Wagner Seed Co., Inc. v. Bush

Decision Date15 October 1991
Docket NumberNo. 89-5139,89-5139
Citation946 F.2d 918
Parties, 292 U.S.App.D.C. 44, 60 USLW 2275, 22 Envtl. L. Rep. 20,001 WAGNER SEED COMPANY, INC., Appellant, v. George BUSH, as President of the United States of America, et al., Appellees.
CourtU.S. Court of Appeals — District of Columbia Circuit

Appeal from the United States District Court for the District of Columbia (No. 88-01922).

Frank L. Amoroso, New York City, with whom Albert Shuldiner and Neal J. Cabral, Washington, D.C., were on the brief, for appellant.

Letitia J. Grishaw, Atty., Dept. of Justice, with whom Richard B. Stewart, Asst. Atty. Gen., J. Carol Williams and Angus E. Crane, Attys., Department of Justice, Washington, D.C., were on the brief, for appellees.

Before BUCKLEY, WILLIAMS and D.H. GINSBURG, Circuit Judges.

Opinion for the Court filed by Circuit Judge D.H. GINSBURG.

Dissenting opinion filed by Circuit Judge STEPHEN F. WILLIAMS.

D.H. GINSBURG, Circuit Judge:

After complying with a clean-up order issued by the Environmental Protection Agency under the so-called Superfund law, Wagner Seed Company sought reimbursement of its expenses from the agency. The EPA denied Wagner's claim, concluding that the reimbursement provision of the statute does not apply to Wagner because the Congress passed it after Wagner had received the EPA clean-up order. Wagner then sued.

The district court dismissed the case, holding first that the EPA's is a permissible interpretation of the statute to which the court must defer under Chevron U.S.A., Inc. v. Natural Resources Defense Council, Inc., 467 U.S. 837, 104 S.Ct. 2778, 81 L.Ed.2d 694 (1984), and second that in any case the tenets of statutory construction favor the EPA's reading. Wagner Seed Co., Inc. v. Bush, 709 F.Supp. 249, 252 (D.D.C.1989). We conclude that the statute is ambiguous as to whether reimbursement is available to a party that received a clean-up order prior to enactment of the statute; we affirm, however, because like the Seventh Circuit, see Bethlehem Steel Corp. v. Bush, 918 F.2d 1323 (7th Cir.1990), we believe that the EPA's interpretation of the relevant provision, resolving that issue against reimbursement, is reasonable.

**Written request**. Please list every attorney named in the court decision as representing the appellees.

**Stored records**.

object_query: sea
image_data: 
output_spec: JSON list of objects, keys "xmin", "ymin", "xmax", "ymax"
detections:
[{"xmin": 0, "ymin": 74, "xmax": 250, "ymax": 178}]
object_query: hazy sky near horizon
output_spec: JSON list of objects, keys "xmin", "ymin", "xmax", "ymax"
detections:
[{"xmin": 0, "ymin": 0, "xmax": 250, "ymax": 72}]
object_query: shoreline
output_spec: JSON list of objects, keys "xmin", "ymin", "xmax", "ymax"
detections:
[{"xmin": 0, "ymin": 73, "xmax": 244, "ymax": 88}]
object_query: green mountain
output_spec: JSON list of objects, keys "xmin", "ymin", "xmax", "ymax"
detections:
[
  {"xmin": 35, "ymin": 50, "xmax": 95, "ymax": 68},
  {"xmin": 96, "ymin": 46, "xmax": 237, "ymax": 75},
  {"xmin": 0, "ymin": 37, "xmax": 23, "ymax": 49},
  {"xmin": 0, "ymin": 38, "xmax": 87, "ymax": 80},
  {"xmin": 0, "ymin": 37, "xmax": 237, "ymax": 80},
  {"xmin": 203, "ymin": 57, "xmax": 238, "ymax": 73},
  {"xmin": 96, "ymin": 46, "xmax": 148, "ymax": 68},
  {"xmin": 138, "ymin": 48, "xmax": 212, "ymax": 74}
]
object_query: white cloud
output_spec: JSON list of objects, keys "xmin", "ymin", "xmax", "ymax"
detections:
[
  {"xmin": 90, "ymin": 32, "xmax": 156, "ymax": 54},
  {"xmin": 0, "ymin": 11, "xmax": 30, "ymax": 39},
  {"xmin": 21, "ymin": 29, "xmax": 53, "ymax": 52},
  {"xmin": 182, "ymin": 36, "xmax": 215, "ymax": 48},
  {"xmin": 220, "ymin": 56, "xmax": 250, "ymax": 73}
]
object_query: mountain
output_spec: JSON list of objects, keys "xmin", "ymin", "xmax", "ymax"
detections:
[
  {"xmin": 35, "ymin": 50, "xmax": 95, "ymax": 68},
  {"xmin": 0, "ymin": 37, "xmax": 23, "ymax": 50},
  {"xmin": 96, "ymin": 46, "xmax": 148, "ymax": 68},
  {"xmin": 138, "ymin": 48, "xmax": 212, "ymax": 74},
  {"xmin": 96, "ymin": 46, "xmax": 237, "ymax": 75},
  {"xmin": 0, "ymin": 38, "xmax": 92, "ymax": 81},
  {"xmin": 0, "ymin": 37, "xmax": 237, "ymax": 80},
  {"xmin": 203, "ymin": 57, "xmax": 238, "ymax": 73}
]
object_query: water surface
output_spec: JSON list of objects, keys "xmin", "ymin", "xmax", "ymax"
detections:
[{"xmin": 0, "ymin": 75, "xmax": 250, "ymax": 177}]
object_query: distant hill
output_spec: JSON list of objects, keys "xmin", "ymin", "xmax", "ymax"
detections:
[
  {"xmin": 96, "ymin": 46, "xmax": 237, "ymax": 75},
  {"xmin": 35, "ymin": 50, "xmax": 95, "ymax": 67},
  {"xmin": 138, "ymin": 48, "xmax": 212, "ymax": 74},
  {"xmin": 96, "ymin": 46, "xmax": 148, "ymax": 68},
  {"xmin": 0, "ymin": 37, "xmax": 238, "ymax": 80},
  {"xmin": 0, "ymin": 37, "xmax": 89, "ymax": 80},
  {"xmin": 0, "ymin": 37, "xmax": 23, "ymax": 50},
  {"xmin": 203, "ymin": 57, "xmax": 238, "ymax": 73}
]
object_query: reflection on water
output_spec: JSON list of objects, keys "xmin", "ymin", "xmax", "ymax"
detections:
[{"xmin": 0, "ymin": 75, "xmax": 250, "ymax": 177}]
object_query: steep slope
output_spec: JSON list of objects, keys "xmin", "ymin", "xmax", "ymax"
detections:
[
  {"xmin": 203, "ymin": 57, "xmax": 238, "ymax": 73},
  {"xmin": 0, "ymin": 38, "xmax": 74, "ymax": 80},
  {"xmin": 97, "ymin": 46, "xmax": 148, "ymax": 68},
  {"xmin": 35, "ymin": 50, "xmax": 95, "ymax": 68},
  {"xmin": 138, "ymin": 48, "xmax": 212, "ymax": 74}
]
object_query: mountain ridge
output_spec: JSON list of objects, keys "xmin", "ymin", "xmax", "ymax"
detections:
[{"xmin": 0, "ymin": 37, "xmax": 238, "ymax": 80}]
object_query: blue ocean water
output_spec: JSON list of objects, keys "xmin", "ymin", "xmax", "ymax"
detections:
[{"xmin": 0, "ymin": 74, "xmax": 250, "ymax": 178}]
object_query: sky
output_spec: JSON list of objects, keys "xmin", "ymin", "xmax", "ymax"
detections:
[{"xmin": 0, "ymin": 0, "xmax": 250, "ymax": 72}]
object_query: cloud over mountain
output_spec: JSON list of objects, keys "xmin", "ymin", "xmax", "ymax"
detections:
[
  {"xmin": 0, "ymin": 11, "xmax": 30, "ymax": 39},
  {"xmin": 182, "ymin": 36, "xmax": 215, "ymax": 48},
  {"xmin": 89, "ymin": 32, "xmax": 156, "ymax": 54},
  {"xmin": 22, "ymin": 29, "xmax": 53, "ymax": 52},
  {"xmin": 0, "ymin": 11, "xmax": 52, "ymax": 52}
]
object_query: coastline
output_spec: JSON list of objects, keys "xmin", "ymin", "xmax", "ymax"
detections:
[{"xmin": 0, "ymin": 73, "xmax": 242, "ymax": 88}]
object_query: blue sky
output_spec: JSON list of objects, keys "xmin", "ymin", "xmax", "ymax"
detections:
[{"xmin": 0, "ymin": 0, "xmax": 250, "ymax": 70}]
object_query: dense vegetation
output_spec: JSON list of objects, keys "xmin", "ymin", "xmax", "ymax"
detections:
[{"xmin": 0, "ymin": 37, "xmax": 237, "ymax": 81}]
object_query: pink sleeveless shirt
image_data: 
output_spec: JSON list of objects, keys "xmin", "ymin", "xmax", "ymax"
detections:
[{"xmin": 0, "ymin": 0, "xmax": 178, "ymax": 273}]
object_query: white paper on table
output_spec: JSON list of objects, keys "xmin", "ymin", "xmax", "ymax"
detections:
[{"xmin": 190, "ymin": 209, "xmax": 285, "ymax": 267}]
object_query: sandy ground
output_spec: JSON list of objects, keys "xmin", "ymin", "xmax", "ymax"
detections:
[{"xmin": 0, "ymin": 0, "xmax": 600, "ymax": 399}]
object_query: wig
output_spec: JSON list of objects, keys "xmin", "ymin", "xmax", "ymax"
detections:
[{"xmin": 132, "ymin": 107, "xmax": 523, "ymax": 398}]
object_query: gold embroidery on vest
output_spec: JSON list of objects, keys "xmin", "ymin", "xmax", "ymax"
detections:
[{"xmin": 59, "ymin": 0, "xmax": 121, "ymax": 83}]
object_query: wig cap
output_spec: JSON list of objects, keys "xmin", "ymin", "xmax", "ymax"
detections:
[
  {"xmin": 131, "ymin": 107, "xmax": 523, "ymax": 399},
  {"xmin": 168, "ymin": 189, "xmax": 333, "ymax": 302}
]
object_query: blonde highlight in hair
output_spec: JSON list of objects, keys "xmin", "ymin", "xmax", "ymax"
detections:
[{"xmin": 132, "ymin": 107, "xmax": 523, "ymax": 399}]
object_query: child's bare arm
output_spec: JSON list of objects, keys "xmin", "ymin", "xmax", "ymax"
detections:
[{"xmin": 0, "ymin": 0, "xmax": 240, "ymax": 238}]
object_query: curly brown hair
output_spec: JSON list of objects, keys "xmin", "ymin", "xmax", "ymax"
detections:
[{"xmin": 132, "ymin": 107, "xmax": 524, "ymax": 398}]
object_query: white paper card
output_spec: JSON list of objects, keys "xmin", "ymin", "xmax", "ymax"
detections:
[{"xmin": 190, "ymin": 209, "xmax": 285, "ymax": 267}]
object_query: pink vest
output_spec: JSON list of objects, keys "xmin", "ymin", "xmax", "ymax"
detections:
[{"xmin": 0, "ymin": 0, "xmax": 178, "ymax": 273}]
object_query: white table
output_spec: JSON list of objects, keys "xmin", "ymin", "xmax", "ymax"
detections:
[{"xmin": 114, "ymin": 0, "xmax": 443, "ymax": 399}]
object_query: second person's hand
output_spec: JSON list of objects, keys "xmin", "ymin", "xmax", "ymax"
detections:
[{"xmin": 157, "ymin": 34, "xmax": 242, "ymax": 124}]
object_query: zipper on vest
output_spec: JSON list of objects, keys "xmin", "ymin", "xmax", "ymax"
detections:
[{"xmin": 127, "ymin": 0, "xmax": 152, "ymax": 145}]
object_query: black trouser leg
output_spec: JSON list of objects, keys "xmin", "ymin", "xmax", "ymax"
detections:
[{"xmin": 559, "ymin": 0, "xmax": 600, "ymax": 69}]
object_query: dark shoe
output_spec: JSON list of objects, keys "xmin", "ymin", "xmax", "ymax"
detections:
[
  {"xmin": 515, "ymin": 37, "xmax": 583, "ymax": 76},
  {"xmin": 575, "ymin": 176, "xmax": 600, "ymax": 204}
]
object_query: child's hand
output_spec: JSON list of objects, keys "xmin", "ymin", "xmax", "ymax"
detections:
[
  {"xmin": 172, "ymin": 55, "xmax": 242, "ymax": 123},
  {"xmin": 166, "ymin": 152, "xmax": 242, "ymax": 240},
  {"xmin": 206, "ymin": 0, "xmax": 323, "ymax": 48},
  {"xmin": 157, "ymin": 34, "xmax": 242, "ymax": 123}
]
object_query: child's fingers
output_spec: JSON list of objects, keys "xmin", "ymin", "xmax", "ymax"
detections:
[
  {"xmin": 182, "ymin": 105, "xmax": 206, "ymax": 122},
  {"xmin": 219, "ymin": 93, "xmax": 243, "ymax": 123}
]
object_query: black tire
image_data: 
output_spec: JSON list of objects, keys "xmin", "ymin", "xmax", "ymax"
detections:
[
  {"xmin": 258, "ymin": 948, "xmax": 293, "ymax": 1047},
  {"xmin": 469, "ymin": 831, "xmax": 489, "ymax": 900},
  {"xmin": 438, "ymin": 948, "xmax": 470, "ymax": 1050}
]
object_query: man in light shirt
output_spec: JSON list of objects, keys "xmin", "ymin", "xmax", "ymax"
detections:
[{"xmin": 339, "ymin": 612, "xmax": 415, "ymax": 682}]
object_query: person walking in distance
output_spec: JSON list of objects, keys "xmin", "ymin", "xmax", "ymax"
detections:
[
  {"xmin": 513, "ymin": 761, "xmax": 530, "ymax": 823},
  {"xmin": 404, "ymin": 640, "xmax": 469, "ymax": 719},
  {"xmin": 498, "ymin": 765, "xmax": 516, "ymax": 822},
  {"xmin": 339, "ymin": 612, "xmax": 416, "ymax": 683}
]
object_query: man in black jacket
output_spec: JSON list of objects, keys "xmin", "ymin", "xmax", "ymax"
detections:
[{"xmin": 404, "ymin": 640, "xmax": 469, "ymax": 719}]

**Complete answer**.
Letitia J. Grishaw
Richard B. Stewart
J. Carol Williams
Angus E. Crane